▶ **Task description**
All of the data that appears below is to be given again precisely as written.

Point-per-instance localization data

■ ■ ■ ■

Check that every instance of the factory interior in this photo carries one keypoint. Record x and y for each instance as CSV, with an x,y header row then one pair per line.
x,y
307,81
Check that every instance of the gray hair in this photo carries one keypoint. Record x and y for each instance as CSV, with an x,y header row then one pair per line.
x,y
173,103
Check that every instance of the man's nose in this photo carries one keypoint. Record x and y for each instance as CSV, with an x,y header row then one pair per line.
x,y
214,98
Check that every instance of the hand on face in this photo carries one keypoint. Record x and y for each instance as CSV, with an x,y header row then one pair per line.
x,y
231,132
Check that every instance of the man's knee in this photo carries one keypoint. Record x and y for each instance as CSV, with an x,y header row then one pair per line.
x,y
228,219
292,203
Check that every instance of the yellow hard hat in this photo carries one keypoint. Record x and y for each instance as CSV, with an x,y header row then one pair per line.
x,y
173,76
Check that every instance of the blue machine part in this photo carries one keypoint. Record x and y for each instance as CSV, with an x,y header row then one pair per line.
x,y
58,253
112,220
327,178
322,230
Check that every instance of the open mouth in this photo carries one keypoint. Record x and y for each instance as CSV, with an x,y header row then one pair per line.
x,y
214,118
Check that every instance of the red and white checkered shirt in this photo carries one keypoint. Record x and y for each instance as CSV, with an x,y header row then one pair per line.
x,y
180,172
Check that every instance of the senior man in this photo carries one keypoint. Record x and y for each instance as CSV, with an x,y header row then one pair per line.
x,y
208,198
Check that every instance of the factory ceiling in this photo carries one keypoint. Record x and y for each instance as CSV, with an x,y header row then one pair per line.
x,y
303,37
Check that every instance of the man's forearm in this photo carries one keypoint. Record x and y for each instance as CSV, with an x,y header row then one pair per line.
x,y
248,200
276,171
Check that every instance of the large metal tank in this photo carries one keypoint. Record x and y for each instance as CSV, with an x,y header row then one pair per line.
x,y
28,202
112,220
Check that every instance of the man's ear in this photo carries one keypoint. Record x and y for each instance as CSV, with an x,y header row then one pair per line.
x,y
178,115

■ ■ ■ ■

▶ **Answer to this task**
Check that every instance of the factory interior in this photo carries one keypoint. Record x and y for each instance as CSV, with an x,y header row then one pair per line.
x,y
307,81
Check that every instance of the gray hair in this photo carries one keypoint. Record x and y for each instance as CSV, with an x,y header row then one pair per line.
x,y
173,103
Check that every instance of the man's nose in this photo carries one keypoint. Record x and y for each instance as CSV, with an x,y header row then one pair per line.
x,y
214,98
Check that every instance of the hand on face in this photo carries one keypoint. Record x and y for each instance as CSV, with an x,y header row then one pair per line.
x,y
231,132
Check that every instance of the man's knee in this photo carries one keypoint. Record x and y for each instance as CSV, with an x,y header row then one pair per line.
x,y
228,219
292,203
Check that every instance of the yellow hard hat in this photo carries one keypoint. Record x and y for each instance as CSV, with an x,y header row then one pair per line.
x,y
173,76
Check that every instance of the blue machine part in this photo carries one keypoint. Record x and y for each instance as CSV, with an x,y header row then one pair per line.
x,y
58,253
112,220
327,178
322,230
Check that every instance of the open mouth in this photo carries one keypoint. Record x and y for each instance as CSV, with an x,y header row then one pair per line.
x,y
214,118
Check that every instance of the red and white checkered shirt in this photo carries one keypoint. Record x and y for each instance as CSV, with an x,y header row then one pair per line.
x,y
180,172
Check that every instance of the senior man in this photo carries one keypoint. Record x and y for each instance as CSV, with an x,y header row then one pair per line.
x,y
208,198
Check that every instance of the factory ceiling in this photo carries one keypoint. Record x and y for each instance as CSV, with an x,y header row then one pair per line.
x,y
303,37
Check that every instance of the man's forearm in this photo carries one keypoint. Record x and y for each instance as CSV, with an x,y header row then one pair per line.
x,y
248,200
276,171
Check that every instance of the large metal tank in this photo carries one keypoint. Record x and y for each instance as CSV, with an x,y header row then one pair per line.
x,y
28,202
112,220
Check that every instance of the man's ear in this photo carries one keypoint. Record x and y for each instance as CSV, with an x,y header row then one pair per line.
x,y
178,115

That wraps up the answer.